_EXERCISE_
Below are records; give the number of their lines that contain "overcast", and only that number.

_GIVEN RECORDS_
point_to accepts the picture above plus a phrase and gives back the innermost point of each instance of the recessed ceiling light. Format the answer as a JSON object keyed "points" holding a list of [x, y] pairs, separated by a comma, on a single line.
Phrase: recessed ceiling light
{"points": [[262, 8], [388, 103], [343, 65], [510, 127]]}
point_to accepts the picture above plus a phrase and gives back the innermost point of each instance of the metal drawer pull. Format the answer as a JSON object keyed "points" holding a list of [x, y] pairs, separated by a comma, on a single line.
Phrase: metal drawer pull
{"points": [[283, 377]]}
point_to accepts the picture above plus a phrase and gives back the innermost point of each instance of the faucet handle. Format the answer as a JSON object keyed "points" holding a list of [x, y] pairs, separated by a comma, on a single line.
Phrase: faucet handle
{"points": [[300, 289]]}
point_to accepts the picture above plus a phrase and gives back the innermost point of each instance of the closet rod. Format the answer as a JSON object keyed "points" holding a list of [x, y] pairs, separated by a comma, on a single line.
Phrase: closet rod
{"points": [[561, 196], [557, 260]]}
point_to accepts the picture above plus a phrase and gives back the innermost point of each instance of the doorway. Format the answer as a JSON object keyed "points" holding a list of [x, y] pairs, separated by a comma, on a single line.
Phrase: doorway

==

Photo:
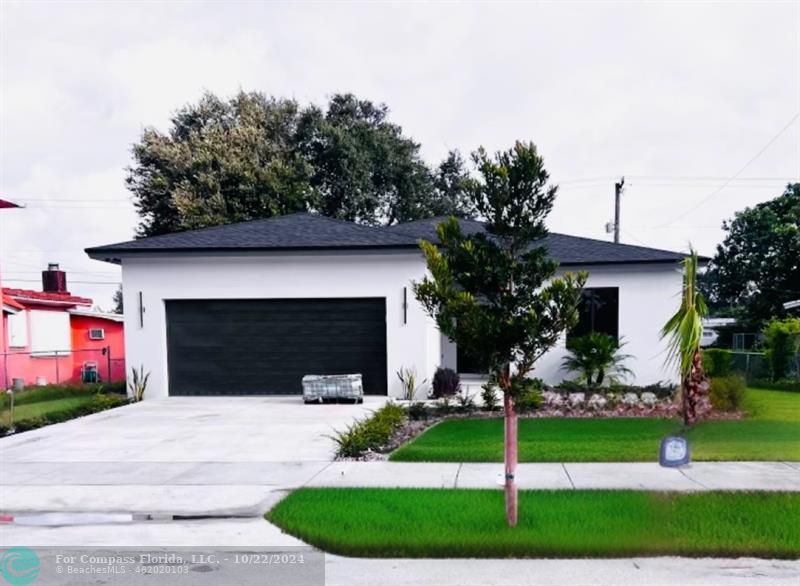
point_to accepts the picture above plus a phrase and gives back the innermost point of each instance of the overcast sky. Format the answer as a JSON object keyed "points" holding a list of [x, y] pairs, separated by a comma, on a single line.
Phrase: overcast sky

_EXERCISE OUTPUT_
2